TRECHO PARA LEITURA:
Constituem-se, igualmente, como conteúdos do inconsciente coletivo, o arquétipo materno e o arquétipo paterno, que possuem uma variedade incalculável de aspectos. Entre os aspectos essenciais do arquétipo materno estão a bondade nutritiva e cuidadosa e sua obscuridade. Por ser a figura da mãe um arquétipo e o que ela representa ser universal, a vivência desse arquétipo varia de acordo com o indivíduo (9). O arquétipo paterno, que vive no íntimo do ser humano, se apresenta por uma imagem que traduz um princípio dinâmico, de autoridade, dever, responsabilidade. O arquétipo do pai representa a lei (10).

O arquétipo da criança, outro elemento primordial, representa o “aspecto pré-consciente da infância da alma coletiva”. A função desse arquétipo é compensar uma consciência voltada exclusivamente para a racionalidade, impedindo-a de desviar-se “das leis e raízes do seu ser”. Outro aspecto desse arquétipo é o caráter do futuro. Ele representa o fluxo da vida, a realização e transformação (9).

A sombra, da mesma forma, faz parte do coletivo que permeia a humanidade. Ela traduz conteúdos pueris, inferiores, coletivos, que dão origem à sombra individual. Os componentes de caráter da sombra são considerados como falhas, defeitos, pelo ego. Porém, nela se escondem, também, conteúdos importantes para o desenvolvimento do ser humano (9).

TRECHOS DO MATERIAL:
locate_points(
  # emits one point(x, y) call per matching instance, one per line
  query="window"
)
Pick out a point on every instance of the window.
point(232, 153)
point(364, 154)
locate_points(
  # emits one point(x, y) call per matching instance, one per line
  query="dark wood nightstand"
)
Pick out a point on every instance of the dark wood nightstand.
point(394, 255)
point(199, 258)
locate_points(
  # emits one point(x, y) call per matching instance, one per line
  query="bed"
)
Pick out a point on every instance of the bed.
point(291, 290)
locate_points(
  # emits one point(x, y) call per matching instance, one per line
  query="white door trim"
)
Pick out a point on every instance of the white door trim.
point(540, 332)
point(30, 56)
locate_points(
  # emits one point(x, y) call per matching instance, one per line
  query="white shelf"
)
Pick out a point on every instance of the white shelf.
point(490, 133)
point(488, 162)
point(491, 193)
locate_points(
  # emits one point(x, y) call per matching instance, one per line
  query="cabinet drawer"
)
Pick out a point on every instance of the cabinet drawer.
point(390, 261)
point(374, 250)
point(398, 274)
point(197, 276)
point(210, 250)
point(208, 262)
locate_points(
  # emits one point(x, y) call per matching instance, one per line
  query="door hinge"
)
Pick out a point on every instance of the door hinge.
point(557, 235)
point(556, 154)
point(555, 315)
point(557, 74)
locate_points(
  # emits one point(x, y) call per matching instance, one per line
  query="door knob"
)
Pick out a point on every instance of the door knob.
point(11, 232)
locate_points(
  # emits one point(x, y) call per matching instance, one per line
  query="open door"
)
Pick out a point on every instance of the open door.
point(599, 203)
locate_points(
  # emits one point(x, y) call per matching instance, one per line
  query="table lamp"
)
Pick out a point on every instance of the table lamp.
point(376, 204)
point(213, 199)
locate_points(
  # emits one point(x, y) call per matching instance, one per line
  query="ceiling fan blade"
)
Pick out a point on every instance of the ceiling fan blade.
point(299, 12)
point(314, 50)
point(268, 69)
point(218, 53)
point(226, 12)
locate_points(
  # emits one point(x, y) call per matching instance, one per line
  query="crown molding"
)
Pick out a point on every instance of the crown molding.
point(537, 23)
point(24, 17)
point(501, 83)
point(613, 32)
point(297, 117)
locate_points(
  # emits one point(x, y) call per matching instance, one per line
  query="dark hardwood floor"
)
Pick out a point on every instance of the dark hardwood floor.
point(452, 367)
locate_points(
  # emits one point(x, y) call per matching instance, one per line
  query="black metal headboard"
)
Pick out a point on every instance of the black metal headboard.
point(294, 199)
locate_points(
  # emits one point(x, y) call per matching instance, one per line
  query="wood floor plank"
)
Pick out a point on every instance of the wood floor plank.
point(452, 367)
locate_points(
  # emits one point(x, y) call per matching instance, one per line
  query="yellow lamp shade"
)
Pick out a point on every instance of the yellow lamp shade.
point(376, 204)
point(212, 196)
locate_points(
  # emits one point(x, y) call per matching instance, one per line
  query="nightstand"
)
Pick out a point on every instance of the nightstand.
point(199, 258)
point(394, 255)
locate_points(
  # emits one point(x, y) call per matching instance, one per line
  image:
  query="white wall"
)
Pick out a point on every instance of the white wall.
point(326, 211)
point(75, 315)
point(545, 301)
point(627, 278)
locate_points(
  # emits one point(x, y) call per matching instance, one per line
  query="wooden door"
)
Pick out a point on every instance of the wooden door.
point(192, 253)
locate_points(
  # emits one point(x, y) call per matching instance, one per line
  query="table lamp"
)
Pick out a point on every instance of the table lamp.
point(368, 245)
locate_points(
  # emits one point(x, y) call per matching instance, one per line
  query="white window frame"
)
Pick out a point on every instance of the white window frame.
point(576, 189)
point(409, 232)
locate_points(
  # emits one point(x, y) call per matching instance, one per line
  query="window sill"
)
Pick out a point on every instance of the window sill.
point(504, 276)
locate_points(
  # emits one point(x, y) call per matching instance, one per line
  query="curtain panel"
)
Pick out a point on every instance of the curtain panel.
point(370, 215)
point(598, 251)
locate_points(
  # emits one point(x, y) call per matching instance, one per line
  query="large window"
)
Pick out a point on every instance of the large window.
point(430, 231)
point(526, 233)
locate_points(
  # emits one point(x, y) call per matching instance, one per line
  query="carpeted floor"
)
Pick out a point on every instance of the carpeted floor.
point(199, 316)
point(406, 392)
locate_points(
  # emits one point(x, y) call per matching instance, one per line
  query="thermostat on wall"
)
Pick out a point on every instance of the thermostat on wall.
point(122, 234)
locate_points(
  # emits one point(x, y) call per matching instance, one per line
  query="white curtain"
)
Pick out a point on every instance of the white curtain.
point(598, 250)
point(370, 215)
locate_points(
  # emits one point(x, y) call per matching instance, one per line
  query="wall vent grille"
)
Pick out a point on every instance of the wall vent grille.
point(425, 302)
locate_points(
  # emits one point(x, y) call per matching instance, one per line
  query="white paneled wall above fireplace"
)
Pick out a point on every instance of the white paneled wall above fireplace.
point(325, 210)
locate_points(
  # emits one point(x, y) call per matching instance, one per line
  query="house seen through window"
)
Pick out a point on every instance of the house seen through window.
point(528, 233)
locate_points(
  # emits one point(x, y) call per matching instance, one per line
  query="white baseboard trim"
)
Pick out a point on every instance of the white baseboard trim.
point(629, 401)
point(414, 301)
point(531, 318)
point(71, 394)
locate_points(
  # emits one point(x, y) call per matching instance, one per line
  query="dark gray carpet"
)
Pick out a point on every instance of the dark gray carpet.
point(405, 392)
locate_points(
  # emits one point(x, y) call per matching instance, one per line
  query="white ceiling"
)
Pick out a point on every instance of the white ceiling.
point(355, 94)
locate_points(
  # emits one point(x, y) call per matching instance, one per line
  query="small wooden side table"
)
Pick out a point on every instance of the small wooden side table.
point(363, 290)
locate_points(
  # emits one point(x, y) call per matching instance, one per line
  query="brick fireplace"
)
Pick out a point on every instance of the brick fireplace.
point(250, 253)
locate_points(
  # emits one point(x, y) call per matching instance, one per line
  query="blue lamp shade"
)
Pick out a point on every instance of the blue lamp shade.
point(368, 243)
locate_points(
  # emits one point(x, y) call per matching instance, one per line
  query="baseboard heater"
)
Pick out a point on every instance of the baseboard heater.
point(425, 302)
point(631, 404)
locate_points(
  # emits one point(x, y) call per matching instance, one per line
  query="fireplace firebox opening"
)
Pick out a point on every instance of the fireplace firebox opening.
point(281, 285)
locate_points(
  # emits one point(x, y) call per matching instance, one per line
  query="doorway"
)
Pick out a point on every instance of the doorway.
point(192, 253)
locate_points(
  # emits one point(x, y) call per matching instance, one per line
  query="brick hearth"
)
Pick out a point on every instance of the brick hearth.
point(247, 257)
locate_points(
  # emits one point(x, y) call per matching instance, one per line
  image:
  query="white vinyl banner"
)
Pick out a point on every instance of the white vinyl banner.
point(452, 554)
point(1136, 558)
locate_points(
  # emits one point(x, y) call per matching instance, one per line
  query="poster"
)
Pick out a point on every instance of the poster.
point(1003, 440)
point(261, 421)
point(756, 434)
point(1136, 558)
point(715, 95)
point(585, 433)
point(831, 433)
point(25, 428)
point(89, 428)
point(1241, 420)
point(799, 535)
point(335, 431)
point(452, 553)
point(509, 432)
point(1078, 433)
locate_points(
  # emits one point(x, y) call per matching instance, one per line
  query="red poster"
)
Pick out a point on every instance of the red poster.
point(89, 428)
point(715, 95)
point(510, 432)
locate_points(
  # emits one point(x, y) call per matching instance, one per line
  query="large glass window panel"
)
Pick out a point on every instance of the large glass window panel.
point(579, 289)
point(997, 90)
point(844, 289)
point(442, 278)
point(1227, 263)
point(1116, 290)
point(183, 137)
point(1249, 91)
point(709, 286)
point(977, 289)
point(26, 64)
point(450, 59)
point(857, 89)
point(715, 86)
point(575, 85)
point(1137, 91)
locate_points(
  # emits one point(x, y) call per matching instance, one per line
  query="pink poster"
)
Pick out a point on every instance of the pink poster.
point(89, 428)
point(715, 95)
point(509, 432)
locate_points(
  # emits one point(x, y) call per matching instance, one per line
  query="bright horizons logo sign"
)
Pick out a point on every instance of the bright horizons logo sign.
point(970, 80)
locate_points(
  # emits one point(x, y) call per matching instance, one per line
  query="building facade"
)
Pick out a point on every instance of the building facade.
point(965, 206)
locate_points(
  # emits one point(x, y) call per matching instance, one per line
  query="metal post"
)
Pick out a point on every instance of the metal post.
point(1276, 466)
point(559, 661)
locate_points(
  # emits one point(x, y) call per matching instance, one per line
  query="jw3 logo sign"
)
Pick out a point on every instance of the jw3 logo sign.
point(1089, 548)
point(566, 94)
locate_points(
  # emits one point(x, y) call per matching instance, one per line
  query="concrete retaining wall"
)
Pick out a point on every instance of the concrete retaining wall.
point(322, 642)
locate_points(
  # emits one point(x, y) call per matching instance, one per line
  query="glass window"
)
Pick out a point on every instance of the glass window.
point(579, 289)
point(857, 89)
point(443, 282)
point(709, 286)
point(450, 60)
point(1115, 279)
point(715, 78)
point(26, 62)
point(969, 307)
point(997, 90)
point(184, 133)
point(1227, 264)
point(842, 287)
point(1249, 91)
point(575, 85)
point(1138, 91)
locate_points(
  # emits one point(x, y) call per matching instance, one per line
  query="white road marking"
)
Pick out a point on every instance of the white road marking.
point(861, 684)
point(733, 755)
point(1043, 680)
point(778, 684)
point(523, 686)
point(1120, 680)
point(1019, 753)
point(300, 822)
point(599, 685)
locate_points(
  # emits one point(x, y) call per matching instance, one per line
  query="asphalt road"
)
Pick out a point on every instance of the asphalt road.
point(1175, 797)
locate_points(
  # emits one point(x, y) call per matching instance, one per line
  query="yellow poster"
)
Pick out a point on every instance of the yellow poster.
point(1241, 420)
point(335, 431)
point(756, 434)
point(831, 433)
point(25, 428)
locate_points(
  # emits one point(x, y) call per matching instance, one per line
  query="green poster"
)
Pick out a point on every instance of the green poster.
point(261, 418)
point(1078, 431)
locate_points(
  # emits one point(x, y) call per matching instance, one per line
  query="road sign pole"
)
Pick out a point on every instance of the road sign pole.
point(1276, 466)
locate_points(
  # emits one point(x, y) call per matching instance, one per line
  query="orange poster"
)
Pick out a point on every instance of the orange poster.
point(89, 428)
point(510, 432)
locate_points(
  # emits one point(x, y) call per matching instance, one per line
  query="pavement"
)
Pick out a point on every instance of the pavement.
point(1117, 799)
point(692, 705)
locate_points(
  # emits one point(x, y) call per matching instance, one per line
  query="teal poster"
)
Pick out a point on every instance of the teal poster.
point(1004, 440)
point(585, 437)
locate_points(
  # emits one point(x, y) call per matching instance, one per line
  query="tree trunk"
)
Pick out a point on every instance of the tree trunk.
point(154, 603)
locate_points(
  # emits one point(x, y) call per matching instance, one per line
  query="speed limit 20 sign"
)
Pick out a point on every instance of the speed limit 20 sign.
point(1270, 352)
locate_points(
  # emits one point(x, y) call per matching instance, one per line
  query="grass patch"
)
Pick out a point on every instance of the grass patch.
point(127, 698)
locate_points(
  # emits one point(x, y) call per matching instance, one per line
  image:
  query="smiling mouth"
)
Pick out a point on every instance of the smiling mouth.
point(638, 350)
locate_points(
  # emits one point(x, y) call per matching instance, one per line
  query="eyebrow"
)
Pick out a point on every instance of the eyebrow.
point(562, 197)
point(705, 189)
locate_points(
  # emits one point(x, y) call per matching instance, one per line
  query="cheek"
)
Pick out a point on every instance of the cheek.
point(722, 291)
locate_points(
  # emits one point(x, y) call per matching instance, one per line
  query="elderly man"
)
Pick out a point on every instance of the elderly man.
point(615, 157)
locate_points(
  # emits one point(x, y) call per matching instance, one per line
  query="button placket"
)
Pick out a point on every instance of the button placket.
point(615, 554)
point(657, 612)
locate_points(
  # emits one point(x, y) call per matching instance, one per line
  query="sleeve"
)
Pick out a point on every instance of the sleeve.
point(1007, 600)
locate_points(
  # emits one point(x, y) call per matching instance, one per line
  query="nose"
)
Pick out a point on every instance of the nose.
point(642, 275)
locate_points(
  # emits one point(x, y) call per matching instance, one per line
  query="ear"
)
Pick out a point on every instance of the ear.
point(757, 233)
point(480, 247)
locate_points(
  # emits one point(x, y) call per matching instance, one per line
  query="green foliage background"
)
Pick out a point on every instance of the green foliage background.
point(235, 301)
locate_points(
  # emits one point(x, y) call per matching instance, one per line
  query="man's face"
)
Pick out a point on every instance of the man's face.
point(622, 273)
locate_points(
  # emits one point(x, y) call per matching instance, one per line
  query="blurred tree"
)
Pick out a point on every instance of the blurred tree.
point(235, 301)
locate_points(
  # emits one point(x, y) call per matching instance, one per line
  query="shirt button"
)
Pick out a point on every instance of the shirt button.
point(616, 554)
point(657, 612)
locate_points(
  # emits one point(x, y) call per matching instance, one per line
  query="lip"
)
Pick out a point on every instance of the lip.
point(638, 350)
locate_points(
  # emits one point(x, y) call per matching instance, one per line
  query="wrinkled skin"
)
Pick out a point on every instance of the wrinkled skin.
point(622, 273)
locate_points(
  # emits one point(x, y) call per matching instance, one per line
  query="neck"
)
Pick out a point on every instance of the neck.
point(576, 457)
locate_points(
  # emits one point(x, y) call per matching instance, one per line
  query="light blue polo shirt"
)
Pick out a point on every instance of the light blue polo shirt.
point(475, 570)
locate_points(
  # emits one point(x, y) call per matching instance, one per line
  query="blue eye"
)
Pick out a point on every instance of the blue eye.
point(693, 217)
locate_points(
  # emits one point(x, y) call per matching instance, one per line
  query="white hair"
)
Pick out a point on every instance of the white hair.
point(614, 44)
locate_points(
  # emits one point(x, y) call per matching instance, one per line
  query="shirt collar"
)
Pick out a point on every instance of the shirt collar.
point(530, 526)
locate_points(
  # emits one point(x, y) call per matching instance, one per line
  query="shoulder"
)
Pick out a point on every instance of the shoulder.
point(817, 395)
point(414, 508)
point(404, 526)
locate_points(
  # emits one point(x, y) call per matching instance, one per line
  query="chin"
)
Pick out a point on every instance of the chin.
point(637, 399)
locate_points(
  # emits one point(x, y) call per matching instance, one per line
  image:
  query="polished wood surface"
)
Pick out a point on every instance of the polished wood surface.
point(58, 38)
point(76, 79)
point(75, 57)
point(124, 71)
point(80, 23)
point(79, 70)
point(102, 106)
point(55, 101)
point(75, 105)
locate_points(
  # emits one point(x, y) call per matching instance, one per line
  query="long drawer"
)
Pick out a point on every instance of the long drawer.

ENUNCIADO 1:
Responda com base no trecho sobre os arquétipos:
(a) O que o arquétipo do pai representa?
(b) Qual é a função do arquétipo da criança?
(c) Como o ego considera os componentes de caráter da sombra?
ENUNCIADO 2: Reescreva a parte do trecho sobre os arquétipos que começa com as palavras "Constituem-se, igualmente, como" e termina com "a lei (10).", trocando "arquétipo materno" por "arquétipo da mãe".
ENUNCIADO 3: Dê continuidade ao texto sobre os arquétipos a partir do ponto em que ele termina.

RESPOSTA CORRETA 1:
(a) A lei.
(b) Compensar uma consciência voltada exclusivamente para a racionalidade, impedindo-a de desviar-se "das leis e raízes do seu ser".
(c) Como falhas, defeitos.

RESPOSTA CORRETA 2:
Constituem-se, igualmente, como conteúdos do inconsciente coletivo, o arquétipo da mãe e o arquétipo paterno, que possuem uma variedade incalculável de aspectos. Entre os aspectos essenciais do arquétipo da mãe estão a bondade nutritiva e cuidadosa e sua obscuridade. Por ser a figura da mãe um arquétipo e o que ela representa ser universal, a vivência desse arquétipo varia de acordo com o indivíduo (9). O arquétipo paterno, que vive no íntimo do ser humano, se apresenta por uma imagem que traduz um princípio dinâmico, de autoridade, dever, responsabilidade. O arquétipo do pai representa a lei (10).

RESPOSTA CORRETA 3:
Si-mesmo é o arquétipo da totalidade psíquica. Situa-se para além dos limites individuais. É, ao mesmo tempo, unidade e totalidade, cujo símbolo é a imagem de Deus, “pois os enunciados universais acerca de Deus estão em nós e acima de nós”. O Si-mesmo traz consigo aquilo que o indivíduo é, mas ainda não sabe que é, mas precisa saber, pois caso contrário ele não alcançará sua transformação (9). O Si-mesmo é o centro condutor da psique humana, ele dá a direção para onde move o fluxo da vida (7).

Todos esses arquétipos estão na obscuridade da psique humana. São complexos autônomos, que têm vida própria e quando não reconhecidos pelo ego, impedem o desenvolvimento da personalidade, com possibilidades de destruir o indivíduo (8).

O inconsciente é uma realidade em potencial. Nele estão contidas todas as ações que o indivíduo irá realizar. O seu futuro e todas as suas possibilidades de desenvolvimento (9).

Portanto, para que o indivíduo desenvolva-se, progrida, é necessário o confronto do consciente com o inconsciente, em um processo de envolvimento e integração de ambos e que resulte em uma síntese, ou seja, a transformação da personalidade individual (11). Esta transformação da personalidade amplia a consciência. O indivíduo encontra-se face a face consigo mesmo, vivenciando conflitos e desafios, pois é a partir dessa experiência que conhece sobre si próprio, despertando sentimentos insuportáveis, isto porque tem que lidar com aquilo que é seu e não pode negar (12). E isto é o processo de individuação. Como pode perceber-se, a individuação não acontece de forma suave e prazerosa. O caminho que o indivíduo tem de construir e percorrer não é constituído de uma reta; para chegar à meta, os desvios e os extravios da vida obrigam-no a viver experiências que o desafiam e o colocam à prova em todo o momento. Para encontrar-se consigo, conquistar a totalidade, é preciso viver os opostos, conscientizar-se deles e aceitá-los (9).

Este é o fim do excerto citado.